**Study questions:**
A: In the diesel engine passage below, change the part from "You see, diesel" to "they are worth." by putting "resource" where "commodity" stands, and write out the result.
B: Turn the paragraph of the diesel engine passage that begins "Diesel engines have a lot of positive qualities" into a bulleted list that keeps its main facts.

**Page excerpt:**
But there is an alternative viewpoint, which seems more realistic in many ways, because it rests on a foundation of physical, technical specifics rather than fickle and arbitrary consumer preference, whim or taste. From this viewpoint, our technology and associated lifestyle choices are dictated by the technical requirements of their underlying technologies, both physical (the operation of the energy industry, the transportation industry, etc.) and political (the operation of political machines that segregate society by net worth and income, relegating wage-earners to a global disenfranchised underclass).

A few years ago I found out that I needed to replace the diesel engine on my boat (the old one blew up definitively) and looked at a number of options, one of which was to replace it with an electric motor and a large bank of batteries. The electric option was touted as being quiet, non-polluting, and having just enough range to get in and out of the marina and to get back to dock if the wind died during a typical daysail. It turned out to be more than twice as expensive as a replacement diesel engine. As to what one might do to take such a boat any great distance (that involves many hours of motoring) the solution is to… add a diesel engine hooked up to a very large alternator, at triple the cost of just replacing the diesel. And so I just replaced the diesel.

Diesel engines have a lot of positive qualities: they can run continuously for tens of thousands of hours; they can be rebuilt many times just by replacing the bearings, the cylinder sleeves, the piston rings and the valves; they are exceptionally reliable; the fuel they use is energy-dense. For these reasons, they are found throughout freight and construction industries and are used for small-scale power generation. They can be very large: the larger ships have engines that are as big as houses, with ladders welded to their cylinder walls, so that servicemen can climb down into them to service them after the cylinder head and the piston assembly are pulled out using an overhead shop crane. Small diesel engines make a lot less sense, and the silliest of them are the ones found on small yachts. There are many aspects of their design that make them silly, but there is also an overriding reason: they use the wrong fuel.

You see, diesel is a precious commodity, used in the transportation industry (by trucks, locomotives and ships), and in construction equipment, with no alternative that is feasible. A cousin of diesel fuel is jet fuel—another petroleum distillate—that is used to power jet engines, again, with no alternative that is feasible. And then there is a fuel that is only really useful as a small engine fuel: gasoline, that is. Gasoline engines beyond a certain size become much more trouble than they are worth.

**Listed entries:**
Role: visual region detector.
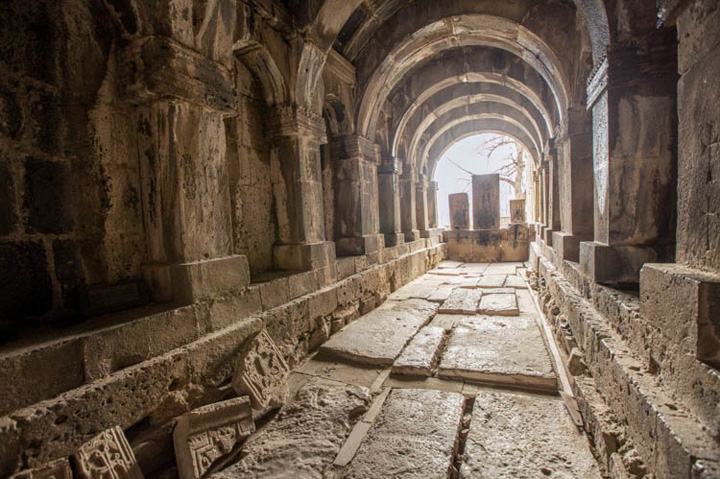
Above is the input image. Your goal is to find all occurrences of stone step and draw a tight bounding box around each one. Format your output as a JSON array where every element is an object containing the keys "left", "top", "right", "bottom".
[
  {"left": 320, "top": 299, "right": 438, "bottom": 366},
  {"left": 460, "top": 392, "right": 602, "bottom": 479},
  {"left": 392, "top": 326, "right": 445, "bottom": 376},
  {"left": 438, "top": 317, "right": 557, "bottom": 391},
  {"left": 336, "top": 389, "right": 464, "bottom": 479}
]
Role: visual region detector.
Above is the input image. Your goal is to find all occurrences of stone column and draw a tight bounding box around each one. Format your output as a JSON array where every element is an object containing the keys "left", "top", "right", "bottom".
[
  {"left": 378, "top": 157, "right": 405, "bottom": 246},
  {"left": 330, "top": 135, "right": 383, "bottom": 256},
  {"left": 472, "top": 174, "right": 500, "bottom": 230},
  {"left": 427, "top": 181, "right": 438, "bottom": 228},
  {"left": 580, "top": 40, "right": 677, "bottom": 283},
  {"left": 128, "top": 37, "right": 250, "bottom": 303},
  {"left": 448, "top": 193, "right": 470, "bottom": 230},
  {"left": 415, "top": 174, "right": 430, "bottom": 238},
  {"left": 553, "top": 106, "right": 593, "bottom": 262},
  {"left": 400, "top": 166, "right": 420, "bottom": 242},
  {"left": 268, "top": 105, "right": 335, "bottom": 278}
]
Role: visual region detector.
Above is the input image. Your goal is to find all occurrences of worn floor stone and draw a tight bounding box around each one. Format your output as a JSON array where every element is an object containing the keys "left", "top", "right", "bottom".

**Outputs by task:**
A:
You see, diesel is a precious resource, used in the transportation industry (by trucks, locomotives and ships), and in construction equipment, with no alternative that is feasible. A cousin of diesel fuel is jet fuel—another petroleum distillate—that is used to power jet engines, again, with no alternative that is feasible. And then there is a fuel that is only really useful as a small engine fuel: gasoline, that is. Gasoline engines beyond a certain size become much more trouble than they are worth.

B:
- Diesel engines can run continuously for tens of thousands of hours.
- They can be rebuilt many times by replacing the bearings, cylinder sleeves, piston rings and valves.
- They are exceptionally reliable, and their fuel is energy-dense.
- For these reasons, they are used throughout the freight and construction industries and for small-scale power generation.
- They can be very large. Engines on the larger ships are as big as houses, with ladders welded to the cylinder walls. Servicemen climb down into them after the cylinder head and piston assembly are pulled out with an overhead shop crane.
- Small diesel engines make much less sense, and the silliest are those on small yachts.
- Many aspects of their design make them silly, but the overriding reason is that they use the wrong fuel.